Two of the biggest turn-offs tend to happen on Twitter: one is a series of identical promotional posts that are scheduled and keep turning up in my feed. The other is when a new-to-me author follows me, I follow back, and get an immediate direct message demanding I buy the book. For me, that’s an automatic unfollow.

Another thing I don’t do is author photographs. I get a lot of flack for that. I write under multiple names in multiple genres. What I look like has NOTHING to do with my writing. I’m not an actor. I’m a writer. My words are my instrument, my words are what I share with the world. My life (which includes my looks) are separate. Readers don’t need a photograph. I have icons that designate the different pseudonyms. It’s even in my contracts. I’ve lost contracts when I refused to supply a photograph instead of the icon that is recognizable for any specific name. Interestingly enough, the ONLY time that’s happened is when the venue didn’t pay, and they wanted to run a piece of mine for “exposure.” In other words, no loss there. Unfortunately, I lost paid contracts when a newspaper ran a photograph of me that it had agreed not to run (I explained my contract). I should have sued the paper. I didn’t, but I lost a series contract thanks to that, as well as a stand-alone contact.  Because it was specified in my contract that I do not do author photographs; I only agreed to the newspaper interview because they promised NOT to run a personal photograph (I provided professional photos of the topic of the interview, which wasn’t even writing-related).  They lied to me and cost me book contracts, which means income.

**Source material:**
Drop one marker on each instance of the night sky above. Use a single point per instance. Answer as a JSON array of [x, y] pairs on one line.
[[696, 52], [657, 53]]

**Jobs:**
1. Answer these about the passage on author photographs:
(a) What happens right after the writer follows back a new author on Twitter?
(b) What does the writer use in place of author photographs?
(c) What had the newspaper promised before the interview?
2. Reproduce the passage on author photographs between "Two of the biggest" and "an automatic unfollow.", inclusive, changing "Twitter" to "Instagram".

**Solutions for each task:**
1.
(a) The writer gets an immediate direct message demanding the book be bought.
(b) Icons that designate the different pseudonyms.
(c) Not to run a personal photograph.

2.
Two of the biggest turn-offs tend to happen on Instagram: one is a series of identical promotional posts that are scheduled and keep turning up in my feed. The other is when a new-to-me author follows me, I follow back, and get an immediate direct message demanding I buy the book. For me, that’s an automatic unfollow.